====== TEXTE À LIRE ======

En 1976, un séisme frappe la région d'origine d'Alfea. "Mon père reçoit des documents pour un héritage et un terrain. Il a alors pu récupérer l'acte de naissance de sa maman, mais il a refusé l'héritage. Il n'a pas voulu prendre des terrains alors que des personnes venaient d'être à la rue", précise la voix d'Europe 1.
Plusieurs décennies plus tard, en quête de son histoire familiale et curieux de ses origines, le futur journaliste se lance en quête de retrouver sa grand-mère : "L'hypothèse logique est qu'elle a disparu durant la Seconde guerre mondiale. Beaucoup de civils sont décédés et ils n'ont pas tous été enterrés". Son père ne détenait alors que deux courriers échangés entre sa mère adoptive et Alfea. "Elle prenait des nouvelles de son fils, avec peut-être l'idée d'un jour le retrouver", pense Valentin Pauluzzi.
En 2008, encore étudiant, le jeune adulte s'envole à Venise dans le cadre d'un programme Erasmus et se rapproche donc de Buja, "à seulement une centaine de kilomètres". Alors que ses parents viennent lui rendre visite, il décide de se rendre avec eux dans le village italien pour en apprendre davantage sur leur lignée. Et surprise ! La mairie les redirige vers des demi-cousins, issus d'un autre mariage. "Ca s'est arrêté là. C'était déjà énorme pour nous d'en savoir davantage. Et eux, de leur côté, ils ne savaient pas ce qu'était devenue Alfea. C'est toujours le mystère", poursuit-il.
Il y a deux ans, la mère du spécialiste de la Serie A tape "par curiosité" le nom d'Alfea Pauluzzi sur Google et tombe sur un acte de décès d'une personne au même nom, dans le sud de la France. "Là, stupeur ! Comment c'est possible ? C'est elle ? Ce n'est pas elle ?", se questionne le journaliste. Et après vérification des dates de naissance, Valentin Pauluzzi parvient à se faire confirmer qu'il s'agissait bel et bien de sa grand-mère. "La mère de mon père a donc vécu jusqu'en 2001... Jusqu'à l'âge de 78 ans, mon père aurait pu rencontrer sa maman. Voilà", raconte-t-il, avec une certaine émotion.
A la même époque, Valentin Pauluzzi collaborait déjà avec Canal+. Envoyé à Nice pour une interview de Sébastien Frey, ancien gardien de football français, le journaliste profite de ce déplacement pour se rendre dans le village où est décédée sa grand-mère. Interrogeant des habitants de la commune, il apprend avec surprise qu'Alfea a une fille encore vivante, "une demi-soeur pour mon papa" et "une tante pour moi". Mais, à ce moment, Germain Pauluzzi n'est pas enclin à rencontrer cette femme : "C'est un grand humaniste. Il n'avait pas envie de débarquer dans la vie de quelqu'un. Il craignait un peu ça".

====== ENTRÉES FOURNIES ======

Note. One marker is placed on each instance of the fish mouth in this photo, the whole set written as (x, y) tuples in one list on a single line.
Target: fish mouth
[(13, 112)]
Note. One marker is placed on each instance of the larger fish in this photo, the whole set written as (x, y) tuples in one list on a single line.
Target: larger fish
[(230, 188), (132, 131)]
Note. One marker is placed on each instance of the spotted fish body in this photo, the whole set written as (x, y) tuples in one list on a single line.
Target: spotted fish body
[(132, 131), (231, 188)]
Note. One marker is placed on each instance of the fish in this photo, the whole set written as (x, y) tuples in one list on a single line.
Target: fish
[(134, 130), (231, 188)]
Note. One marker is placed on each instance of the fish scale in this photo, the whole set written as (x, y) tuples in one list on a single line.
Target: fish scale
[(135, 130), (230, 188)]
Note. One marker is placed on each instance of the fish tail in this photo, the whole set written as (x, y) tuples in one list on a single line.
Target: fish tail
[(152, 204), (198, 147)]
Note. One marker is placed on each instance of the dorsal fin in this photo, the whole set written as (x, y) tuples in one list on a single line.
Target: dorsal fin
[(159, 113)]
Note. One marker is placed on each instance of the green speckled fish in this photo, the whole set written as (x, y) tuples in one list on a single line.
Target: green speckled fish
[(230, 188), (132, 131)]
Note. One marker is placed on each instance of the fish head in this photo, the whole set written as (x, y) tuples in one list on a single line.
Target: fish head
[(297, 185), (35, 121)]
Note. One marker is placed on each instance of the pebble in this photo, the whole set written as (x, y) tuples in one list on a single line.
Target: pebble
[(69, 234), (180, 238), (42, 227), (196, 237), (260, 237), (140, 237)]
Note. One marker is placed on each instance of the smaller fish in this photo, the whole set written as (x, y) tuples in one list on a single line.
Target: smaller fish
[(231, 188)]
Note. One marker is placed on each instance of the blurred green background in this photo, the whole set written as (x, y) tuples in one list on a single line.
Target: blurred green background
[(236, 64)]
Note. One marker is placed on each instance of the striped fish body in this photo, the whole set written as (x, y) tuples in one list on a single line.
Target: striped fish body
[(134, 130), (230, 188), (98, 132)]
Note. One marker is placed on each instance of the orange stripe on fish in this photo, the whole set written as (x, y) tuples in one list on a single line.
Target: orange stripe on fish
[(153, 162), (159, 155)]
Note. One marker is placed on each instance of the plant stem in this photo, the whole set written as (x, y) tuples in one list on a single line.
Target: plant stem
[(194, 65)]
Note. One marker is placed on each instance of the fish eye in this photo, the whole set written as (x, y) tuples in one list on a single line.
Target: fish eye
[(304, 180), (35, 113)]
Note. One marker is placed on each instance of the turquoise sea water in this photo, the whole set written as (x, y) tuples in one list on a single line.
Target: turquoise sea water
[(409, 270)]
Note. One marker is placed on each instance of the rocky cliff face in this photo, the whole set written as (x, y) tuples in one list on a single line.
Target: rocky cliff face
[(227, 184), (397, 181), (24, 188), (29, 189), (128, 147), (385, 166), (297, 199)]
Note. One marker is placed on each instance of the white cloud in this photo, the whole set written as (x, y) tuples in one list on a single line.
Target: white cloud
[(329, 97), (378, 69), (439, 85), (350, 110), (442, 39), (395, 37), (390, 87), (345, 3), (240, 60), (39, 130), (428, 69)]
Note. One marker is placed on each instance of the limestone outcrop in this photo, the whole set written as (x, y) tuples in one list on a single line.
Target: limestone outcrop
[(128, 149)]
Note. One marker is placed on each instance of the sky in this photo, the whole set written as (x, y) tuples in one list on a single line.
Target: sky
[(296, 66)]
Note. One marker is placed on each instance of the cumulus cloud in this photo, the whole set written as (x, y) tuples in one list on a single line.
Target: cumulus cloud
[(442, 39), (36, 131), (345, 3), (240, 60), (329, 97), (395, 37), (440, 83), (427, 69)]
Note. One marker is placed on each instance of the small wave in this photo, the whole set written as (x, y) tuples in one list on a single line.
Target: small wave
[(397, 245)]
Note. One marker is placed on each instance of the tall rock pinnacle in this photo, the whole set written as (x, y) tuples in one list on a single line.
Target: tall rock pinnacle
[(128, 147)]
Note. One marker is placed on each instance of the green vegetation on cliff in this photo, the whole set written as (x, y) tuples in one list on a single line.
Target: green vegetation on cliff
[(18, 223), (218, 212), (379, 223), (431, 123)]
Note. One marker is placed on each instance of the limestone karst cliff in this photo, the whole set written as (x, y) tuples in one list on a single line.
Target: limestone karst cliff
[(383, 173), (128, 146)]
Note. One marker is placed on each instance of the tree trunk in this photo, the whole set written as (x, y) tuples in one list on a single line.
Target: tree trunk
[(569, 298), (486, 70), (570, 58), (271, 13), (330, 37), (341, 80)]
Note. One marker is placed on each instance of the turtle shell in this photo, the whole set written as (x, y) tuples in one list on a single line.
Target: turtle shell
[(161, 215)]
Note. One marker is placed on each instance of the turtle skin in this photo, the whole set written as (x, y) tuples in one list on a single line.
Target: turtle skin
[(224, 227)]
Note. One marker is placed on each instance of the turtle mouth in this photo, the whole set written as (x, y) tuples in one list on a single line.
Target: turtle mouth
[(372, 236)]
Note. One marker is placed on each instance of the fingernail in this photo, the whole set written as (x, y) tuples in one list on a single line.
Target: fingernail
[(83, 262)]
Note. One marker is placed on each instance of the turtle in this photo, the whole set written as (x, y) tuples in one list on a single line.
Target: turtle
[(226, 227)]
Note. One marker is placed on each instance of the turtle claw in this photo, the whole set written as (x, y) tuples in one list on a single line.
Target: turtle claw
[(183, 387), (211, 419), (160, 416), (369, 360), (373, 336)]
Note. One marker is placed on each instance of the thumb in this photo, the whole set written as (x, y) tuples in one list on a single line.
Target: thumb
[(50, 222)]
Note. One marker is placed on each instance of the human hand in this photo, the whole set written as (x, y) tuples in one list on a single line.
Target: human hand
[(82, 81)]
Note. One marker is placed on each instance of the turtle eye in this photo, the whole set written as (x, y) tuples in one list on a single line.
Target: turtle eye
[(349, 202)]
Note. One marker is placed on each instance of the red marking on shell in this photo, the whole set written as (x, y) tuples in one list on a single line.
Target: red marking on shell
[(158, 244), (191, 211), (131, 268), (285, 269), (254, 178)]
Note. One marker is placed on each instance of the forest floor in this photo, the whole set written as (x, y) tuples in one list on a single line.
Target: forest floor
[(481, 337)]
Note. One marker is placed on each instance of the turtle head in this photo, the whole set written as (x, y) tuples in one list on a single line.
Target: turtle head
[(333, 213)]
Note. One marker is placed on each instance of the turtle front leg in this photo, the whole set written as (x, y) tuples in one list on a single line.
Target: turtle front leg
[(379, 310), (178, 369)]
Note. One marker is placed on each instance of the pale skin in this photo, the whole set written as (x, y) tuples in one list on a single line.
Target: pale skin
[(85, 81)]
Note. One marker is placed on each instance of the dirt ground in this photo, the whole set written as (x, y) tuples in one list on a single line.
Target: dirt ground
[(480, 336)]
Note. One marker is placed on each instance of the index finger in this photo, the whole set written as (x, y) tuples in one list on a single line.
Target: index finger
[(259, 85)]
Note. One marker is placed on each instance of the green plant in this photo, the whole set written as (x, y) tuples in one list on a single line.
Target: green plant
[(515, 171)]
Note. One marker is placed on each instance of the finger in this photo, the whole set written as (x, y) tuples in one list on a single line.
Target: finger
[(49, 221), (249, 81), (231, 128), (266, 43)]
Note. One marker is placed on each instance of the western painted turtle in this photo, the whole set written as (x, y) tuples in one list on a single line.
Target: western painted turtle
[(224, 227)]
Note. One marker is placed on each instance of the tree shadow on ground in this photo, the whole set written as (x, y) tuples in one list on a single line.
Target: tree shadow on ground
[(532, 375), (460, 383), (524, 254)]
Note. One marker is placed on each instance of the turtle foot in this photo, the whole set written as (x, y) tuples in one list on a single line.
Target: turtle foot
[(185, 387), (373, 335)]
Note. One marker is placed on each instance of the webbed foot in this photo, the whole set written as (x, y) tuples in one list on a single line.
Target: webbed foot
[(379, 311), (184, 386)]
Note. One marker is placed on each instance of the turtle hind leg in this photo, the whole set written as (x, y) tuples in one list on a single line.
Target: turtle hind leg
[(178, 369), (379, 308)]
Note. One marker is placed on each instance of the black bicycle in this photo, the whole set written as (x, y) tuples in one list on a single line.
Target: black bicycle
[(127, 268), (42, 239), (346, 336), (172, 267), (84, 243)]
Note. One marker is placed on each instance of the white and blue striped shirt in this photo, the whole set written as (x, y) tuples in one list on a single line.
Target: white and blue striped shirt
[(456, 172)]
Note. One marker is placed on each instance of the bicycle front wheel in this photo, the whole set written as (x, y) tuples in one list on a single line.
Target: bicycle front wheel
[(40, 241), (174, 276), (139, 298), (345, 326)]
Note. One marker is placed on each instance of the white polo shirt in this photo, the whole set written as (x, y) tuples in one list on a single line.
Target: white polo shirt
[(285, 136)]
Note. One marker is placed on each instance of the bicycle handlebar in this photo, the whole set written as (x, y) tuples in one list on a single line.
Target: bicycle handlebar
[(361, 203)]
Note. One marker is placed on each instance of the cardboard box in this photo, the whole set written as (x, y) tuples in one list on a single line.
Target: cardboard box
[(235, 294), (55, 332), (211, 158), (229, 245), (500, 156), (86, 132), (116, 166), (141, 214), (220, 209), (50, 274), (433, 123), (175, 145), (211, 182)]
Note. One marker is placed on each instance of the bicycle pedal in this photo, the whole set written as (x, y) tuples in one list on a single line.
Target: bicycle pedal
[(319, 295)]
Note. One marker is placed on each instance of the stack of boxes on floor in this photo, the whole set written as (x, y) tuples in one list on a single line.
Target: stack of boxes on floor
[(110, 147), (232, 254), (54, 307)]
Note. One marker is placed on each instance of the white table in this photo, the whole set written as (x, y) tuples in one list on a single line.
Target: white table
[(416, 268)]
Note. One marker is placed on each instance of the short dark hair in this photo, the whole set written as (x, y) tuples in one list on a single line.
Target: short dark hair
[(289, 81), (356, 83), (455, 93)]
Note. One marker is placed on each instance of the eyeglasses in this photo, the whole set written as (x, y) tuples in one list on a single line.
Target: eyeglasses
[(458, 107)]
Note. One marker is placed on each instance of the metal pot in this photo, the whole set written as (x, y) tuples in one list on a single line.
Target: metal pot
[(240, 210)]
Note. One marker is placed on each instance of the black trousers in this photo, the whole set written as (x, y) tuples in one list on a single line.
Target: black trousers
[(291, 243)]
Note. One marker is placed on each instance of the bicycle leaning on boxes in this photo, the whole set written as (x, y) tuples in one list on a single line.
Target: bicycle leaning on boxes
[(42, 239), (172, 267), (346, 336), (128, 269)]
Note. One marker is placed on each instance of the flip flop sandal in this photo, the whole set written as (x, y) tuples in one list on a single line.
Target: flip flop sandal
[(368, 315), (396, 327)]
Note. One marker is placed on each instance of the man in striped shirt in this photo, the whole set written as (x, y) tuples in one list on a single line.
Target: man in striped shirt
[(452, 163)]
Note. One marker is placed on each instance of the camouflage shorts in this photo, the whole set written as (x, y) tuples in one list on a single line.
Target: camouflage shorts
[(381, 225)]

======

Recopiez sans rien changer le passage du texte à lire qui commence par « Il y a deux » et se termine par « une certaine émotion. ». On peut se passer des enregistrements.

Il y a deux ans, la mère du spécialiste de la Serie A tape "par curiosité" le nom d'Alfea Pauluzzi sur Google et tombe sur un acte de décès d'une personne au même nom, dans le sud de la France. "Là, stupeur ! Comment c'est possible ? C'est elle ? Ce n'est pas elle ?", se questionne le journaliste. Et après vérification des dates de naissance, Valentin Pauluzzi parvient à se faire confirmer qu'il s'agissait bel et bien de sa grand-mère. "La mère de mon père a donc vécu jusqu'en 2001... Jusqu'à l'âge de 78 ans, mon père aurait pu rencontrer sa maman. Voilà", raconte-t-il, avec une certaine émotion.